§ **Directive**
Identify every line of the data below that contains the string "maroon", and copy each such line in full. The match is case-sensitive.
··· Records to process ···
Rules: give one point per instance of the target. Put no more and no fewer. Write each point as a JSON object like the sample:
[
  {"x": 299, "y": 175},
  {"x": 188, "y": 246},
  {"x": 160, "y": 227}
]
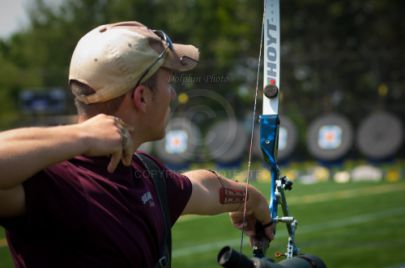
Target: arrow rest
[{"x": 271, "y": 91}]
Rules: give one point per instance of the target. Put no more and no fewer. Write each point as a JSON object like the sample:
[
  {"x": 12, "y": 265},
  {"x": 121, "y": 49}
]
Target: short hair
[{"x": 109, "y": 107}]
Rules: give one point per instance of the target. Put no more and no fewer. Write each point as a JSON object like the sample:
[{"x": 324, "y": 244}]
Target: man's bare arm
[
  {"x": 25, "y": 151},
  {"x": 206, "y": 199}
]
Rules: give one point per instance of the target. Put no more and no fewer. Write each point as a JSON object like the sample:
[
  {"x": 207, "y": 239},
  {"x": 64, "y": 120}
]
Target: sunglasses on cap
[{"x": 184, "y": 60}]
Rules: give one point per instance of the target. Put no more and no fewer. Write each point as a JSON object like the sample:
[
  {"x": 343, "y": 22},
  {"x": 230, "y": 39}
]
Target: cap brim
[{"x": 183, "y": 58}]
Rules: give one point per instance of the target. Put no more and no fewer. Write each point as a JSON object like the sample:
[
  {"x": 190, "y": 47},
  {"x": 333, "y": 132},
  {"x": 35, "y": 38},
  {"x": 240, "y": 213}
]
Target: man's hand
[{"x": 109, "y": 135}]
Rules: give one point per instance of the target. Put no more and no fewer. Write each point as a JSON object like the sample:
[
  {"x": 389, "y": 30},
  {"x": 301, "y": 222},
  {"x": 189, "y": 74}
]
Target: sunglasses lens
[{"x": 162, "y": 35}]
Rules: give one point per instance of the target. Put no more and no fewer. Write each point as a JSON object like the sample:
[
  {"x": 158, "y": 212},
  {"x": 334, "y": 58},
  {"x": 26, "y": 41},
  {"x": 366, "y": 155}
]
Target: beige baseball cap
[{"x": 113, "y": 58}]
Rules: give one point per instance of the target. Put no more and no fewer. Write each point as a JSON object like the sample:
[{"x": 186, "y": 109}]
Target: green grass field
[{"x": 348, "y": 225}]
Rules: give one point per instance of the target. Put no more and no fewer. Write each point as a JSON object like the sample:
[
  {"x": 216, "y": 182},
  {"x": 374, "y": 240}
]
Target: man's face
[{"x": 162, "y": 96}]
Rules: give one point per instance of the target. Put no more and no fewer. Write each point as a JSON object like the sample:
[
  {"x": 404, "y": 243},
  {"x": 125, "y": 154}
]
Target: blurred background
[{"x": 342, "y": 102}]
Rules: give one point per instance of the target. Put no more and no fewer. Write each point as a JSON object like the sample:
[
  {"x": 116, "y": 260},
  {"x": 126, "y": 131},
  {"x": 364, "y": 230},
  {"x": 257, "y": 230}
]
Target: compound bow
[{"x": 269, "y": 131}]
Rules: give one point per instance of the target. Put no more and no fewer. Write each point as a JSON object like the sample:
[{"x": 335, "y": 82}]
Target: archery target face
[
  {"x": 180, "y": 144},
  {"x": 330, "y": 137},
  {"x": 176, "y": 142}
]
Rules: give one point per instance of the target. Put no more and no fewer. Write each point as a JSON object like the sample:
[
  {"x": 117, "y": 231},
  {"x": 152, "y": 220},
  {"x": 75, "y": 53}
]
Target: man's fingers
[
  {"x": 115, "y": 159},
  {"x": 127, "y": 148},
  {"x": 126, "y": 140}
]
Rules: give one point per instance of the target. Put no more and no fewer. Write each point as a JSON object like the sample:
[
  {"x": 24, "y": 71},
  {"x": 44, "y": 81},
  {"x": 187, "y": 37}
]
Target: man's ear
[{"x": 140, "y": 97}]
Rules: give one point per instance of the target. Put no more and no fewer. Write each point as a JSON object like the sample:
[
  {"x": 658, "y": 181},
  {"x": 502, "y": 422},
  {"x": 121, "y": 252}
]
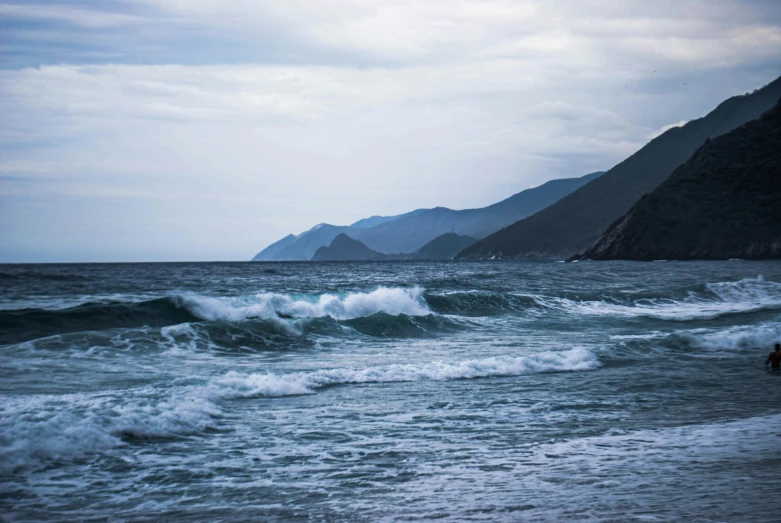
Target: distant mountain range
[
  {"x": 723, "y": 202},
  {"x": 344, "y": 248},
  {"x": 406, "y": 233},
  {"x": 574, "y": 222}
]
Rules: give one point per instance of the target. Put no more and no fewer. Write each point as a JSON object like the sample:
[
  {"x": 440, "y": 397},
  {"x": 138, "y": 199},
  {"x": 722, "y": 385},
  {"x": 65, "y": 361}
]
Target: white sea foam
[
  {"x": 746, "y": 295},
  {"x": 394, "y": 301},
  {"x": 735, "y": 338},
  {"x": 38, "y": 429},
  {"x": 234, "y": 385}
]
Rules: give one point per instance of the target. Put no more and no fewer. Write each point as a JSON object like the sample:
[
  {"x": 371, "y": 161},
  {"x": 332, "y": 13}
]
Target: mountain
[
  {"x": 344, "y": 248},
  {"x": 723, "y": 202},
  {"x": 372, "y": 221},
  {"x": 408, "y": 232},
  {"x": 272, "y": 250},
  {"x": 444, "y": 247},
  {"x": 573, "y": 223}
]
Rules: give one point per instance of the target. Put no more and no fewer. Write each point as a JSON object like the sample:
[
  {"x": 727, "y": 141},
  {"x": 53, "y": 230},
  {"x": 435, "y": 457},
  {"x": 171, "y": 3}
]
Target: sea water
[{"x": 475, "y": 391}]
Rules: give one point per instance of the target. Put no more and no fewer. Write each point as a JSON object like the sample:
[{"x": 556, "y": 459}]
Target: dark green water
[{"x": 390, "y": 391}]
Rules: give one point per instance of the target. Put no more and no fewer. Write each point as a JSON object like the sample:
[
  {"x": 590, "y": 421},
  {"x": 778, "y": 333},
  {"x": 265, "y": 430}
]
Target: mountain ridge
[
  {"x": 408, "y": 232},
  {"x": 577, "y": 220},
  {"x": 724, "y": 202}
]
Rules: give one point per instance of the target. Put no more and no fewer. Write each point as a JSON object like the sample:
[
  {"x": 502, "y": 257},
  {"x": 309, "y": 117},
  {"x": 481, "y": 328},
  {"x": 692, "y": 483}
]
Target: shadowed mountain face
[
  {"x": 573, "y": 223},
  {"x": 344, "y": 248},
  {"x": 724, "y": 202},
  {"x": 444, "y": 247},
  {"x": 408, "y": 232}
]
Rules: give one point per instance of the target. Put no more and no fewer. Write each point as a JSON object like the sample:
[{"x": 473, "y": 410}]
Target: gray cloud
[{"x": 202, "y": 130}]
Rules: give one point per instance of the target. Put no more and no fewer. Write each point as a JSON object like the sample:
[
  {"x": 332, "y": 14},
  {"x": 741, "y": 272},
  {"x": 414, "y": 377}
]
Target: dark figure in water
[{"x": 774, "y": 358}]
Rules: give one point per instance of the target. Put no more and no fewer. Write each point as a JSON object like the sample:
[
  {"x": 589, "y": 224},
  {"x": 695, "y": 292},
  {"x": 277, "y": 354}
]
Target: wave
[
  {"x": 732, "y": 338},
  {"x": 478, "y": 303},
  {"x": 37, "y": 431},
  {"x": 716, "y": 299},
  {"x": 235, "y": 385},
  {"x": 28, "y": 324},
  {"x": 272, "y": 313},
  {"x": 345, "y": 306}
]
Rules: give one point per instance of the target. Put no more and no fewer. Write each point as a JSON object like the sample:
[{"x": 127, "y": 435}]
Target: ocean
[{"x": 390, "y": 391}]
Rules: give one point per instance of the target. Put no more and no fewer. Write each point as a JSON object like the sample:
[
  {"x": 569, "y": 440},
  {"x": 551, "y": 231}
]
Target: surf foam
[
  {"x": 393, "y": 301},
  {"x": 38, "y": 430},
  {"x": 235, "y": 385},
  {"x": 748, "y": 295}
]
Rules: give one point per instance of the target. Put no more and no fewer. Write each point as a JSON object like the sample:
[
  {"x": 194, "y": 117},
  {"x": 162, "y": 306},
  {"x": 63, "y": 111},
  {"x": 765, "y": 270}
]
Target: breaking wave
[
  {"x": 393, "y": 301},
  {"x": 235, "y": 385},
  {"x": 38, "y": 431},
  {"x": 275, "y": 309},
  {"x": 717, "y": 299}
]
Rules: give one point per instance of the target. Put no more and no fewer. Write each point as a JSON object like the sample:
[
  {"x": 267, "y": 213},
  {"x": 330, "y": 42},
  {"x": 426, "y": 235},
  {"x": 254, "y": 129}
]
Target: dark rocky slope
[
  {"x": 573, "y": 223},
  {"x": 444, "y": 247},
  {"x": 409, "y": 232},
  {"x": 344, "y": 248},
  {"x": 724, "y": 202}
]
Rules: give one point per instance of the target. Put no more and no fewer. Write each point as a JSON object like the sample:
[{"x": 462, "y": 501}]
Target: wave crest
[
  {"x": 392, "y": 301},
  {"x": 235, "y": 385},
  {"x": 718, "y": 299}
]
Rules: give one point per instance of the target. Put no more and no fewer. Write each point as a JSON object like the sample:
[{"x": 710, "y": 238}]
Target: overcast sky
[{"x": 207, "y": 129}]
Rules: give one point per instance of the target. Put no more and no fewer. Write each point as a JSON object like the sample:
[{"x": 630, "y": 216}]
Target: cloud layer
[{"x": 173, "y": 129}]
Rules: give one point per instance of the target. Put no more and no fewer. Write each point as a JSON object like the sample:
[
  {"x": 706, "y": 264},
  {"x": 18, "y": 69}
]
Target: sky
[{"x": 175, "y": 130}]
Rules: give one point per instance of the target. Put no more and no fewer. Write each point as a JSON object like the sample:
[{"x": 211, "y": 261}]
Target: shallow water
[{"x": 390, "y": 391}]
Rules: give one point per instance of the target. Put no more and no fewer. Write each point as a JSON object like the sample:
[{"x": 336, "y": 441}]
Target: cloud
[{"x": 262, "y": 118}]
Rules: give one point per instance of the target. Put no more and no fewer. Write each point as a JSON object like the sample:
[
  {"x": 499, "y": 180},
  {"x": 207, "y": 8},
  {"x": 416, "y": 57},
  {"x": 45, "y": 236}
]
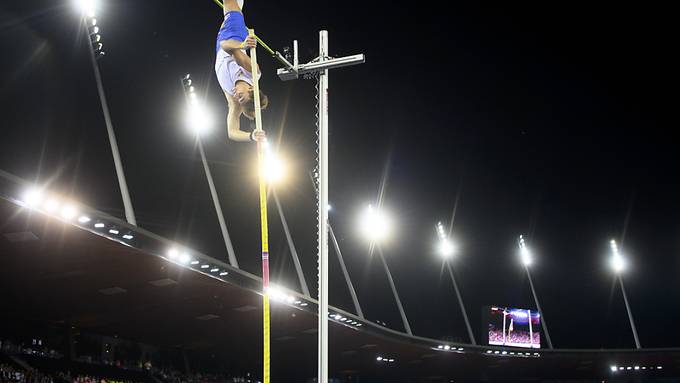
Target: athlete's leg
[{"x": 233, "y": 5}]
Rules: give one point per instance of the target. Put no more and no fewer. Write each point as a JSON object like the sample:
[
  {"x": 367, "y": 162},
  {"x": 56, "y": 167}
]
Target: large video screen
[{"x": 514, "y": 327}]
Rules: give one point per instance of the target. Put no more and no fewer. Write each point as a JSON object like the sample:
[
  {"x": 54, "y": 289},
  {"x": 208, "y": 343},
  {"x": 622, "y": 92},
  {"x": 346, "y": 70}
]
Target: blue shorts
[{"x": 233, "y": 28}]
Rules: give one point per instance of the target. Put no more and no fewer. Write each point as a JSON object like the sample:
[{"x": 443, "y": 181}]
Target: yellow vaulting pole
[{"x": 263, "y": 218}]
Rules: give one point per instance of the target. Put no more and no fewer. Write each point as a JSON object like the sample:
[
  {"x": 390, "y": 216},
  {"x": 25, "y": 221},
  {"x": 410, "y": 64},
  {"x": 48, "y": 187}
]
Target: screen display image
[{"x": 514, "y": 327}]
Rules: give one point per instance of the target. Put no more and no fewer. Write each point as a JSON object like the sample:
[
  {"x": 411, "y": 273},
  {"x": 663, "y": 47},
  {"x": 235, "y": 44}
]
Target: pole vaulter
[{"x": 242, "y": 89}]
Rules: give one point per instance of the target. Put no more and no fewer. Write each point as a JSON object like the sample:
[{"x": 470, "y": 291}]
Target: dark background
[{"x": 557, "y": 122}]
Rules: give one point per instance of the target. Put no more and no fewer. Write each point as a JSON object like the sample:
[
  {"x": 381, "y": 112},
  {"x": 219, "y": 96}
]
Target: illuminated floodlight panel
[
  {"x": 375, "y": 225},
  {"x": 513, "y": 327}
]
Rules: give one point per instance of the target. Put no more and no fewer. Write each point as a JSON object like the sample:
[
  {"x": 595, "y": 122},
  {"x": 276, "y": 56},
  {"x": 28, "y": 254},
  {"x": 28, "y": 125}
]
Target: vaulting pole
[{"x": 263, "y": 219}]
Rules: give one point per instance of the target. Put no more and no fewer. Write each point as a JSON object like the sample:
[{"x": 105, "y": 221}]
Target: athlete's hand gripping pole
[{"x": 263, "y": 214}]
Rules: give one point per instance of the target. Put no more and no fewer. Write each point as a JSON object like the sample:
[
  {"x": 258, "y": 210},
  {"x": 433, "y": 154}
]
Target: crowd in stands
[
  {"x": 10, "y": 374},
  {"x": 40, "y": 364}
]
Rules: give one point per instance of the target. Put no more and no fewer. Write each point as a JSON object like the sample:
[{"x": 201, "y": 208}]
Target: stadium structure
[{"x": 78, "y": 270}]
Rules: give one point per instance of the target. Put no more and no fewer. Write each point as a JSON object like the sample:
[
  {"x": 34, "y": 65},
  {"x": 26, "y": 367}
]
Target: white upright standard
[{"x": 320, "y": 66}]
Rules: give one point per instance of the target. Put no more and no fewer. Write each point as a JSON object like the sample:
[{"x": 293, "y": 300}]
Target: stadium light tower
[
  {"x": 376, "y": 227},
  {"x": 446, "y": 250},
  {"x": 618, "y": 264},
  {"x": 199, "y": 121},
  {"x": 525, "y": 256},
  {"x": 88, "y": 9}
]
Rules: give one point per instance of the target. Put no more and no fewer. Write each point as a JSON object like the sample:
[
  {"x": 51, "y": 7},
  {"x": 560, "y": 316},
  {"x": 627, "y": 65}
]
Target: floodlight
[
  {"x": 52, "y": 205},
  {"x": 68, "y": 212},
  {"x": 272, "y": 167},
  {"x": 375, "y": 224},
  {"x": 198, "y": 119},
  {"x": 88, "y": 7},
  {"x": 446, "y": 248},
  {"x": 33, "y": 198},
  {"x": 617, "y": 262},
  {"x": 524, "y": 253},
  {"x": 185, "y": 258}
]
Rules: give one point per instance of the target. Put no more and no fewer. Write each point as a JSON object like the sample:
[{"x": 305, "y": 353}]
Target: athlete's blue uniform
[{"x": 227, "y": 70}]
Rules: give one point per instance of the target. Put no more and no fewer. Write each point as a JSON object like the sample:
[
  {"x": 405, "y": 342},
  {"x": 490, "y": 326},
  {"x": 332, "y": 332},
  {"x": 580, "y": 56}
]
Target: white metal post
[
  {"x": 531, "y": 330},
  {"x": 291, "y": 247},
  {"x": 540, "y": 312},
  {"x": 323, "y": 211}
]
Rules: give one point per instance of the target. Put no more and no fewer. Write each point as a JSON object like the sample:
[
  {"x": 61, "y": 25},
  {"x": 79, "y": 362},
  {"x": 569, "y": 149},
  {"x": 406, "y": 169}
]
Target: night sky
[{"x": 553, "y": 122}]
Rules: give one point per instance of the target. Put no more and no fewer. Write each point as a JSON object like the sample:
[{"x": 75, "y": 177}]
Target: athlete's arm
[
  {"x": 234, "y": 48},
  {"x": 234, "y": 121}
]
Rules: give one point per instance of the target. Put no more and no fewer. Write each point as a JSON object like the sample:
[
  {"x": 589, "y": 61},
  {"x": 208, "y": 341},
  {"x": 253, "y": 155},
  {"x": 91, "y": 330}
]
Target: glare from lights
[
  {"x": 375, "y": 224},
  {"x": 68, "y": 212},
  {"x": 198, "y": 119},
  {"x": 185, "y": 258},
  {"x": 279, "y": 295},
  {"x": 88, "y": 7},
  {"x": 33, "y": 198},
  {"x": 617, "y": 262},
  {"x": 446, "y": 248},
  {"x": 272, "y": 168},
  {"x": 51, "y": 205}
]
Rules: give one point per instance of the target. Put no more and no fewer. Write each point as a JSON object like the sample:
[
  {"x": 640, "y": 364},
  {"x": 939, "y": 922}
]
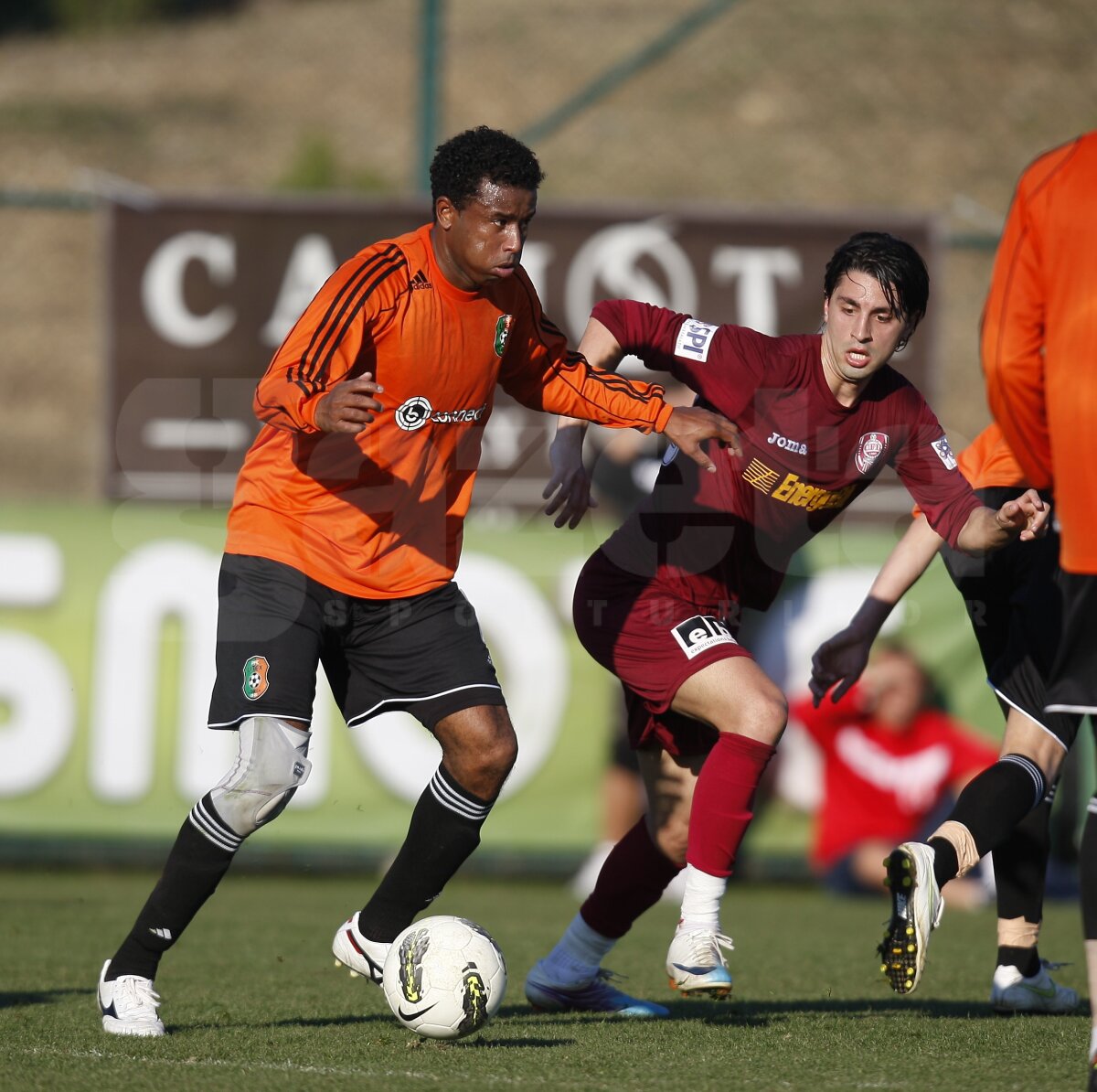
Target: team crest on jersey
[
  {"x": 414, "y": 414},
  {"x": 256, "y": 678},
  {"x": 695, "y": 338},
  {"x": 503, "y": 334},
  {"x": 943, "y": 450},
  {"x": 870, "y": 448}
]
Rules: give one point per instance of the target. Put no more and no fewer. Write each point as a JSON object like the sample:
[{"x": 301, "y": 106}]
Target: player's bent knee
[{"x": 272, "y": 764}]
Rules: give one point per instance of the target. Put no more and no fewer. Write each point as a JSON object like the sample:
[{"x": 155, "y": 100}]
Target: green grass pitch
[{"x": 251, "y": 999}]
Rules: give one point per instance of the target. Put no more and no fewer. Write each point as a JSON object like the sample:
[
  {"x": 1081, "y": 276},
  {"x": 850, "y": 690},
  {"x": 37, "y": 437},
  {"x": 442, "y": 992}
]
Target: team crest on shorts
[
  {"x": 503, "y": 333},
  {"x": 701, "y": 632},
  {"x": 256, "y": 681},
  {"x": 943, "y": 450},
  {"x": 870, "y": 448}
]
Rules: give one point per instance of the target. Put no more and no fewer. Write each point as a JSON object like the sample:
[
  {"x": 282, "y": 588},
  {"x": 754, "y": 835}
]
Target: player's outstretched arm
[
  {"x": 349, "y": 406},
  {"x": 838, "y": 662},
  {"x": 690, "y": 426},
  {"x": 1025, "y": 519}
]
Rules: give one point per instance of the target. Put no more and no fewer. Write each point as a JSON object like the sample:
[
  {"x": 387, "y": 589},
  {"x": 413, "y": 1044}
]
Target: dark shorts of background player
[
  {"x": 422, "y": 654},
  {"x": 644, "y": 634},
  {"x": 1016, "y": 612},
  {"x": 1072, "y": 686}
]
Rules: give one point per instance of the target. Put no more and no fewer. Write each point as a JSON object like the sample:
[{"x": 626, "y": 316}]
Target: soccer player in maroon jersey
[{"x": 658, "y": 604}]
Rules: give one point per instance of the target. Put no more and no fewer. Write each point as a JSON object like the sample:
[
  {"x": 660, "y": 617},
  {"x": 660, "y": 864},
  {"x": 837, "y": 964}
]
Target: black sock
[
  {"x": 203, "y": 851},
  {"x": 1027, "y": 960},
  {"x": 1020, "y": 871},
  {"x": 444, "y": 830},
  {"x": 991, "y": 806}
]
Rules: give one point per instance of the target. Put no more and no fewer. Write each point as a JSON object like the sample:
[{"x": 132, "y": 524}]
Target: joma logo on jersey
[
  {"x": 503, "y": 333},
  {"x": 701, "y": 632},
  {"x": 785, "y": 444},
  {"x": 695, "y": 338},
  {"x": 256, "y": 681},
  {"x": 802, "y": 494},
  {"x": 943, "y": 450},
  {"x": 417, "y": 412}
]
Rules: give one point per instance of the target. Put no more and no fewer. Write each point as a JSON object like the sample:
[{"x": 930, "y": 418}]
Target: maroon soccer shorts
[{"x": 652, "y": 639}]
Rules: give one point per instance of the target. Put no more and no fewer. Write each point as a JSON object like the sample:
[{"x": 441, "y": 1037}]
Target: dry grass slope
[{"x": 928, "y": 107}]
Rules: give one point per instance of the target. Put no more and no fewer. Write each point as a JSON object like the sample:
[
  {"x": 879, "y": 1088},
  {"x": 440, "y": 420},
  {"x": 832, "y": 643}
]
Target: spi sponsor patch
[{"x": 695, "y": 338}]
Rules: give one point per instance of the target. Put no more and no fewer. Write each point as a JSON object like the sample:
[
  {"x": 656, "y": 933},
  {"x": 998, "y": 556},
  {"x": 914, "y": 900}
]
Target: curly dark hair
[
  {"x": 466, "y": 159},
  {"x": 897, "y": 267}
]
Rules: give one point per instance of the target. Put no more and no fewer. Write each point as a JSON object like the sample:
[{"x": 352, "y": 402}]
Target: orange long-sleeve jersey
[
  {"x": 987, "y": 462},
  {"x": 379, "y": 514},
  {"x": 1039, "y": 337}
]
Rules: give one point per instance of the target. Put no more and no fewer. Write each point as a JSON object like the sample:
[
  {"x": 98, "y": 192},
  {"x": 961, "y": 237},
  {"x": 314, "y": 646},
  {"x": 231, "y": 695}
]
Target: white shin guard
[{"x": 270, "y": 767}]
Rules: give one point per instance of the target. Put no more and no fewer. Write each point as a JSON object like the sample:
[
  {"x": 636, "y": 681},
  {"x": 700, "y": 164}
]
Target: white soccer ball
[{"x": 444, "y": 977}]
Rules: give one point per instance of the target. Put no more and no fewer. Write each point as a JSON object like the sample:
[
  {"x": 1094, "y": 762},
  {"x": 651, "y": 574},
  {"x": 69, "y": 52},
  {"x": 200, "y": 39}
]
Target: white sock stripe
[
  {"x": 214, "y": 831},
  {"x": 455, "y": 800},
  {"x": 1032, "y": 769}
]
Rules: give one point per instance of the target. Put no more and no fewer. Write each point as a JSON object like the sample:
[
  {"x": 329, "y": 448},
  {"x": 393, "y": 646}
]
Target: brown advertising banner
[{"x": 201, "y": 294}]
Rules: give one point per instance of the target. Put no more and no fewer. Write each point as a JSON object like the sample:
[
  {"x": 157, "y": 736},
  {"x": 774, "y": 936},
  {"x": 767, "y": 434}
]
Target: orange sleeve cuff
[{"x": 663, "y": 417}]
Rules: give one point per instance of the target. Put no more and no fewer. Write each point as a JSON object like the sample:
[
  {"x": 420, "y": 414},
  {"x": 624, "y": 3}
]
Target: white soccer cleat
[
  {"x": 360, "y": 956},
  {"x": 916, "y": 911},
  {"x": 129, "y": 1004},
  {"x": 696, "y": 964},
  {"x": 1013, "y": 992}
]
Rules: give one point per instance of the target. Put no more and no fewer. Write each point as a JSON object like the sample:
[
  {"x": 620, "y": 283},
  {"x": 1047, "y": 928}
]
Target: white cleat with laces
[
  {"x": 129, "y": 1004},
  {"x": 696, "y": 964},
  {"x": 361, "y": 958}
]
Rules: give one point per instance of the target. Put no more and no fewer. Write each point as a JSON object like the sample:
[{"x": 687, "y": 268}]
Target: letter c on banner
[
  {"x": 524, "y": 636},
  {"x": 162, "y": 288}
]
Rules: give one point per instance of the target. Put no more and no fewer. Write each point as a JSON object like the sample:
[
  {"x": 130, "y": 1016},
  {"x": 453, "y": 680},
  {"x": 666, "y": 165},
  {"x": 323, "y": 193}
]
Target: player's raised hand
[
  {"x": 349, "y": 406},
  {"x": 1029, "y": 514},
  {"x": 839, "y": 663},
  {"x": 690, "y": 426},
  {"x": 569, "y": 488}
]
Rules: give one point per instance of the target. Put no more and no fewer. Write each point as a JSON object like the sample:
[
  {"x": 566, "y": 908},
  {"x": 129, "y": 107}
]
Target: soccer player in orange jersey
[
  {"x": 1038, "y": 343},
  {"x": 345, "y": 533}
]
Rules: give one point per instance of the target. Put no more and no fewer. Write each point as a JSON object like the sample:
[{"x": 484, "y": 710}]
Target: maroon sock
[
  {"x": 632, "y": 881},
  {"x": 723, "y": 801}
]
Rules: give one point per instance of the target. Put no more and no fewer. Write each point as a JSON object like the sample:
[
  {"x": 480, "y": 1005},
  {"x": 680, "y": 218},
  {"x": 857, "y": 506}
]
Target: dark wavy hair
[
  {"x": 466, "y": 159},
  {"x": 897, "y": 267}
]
···
§ **Expected output**
Target: soccer player in maroon jersey
Target: maroon soccer shorts
Target: maroon sock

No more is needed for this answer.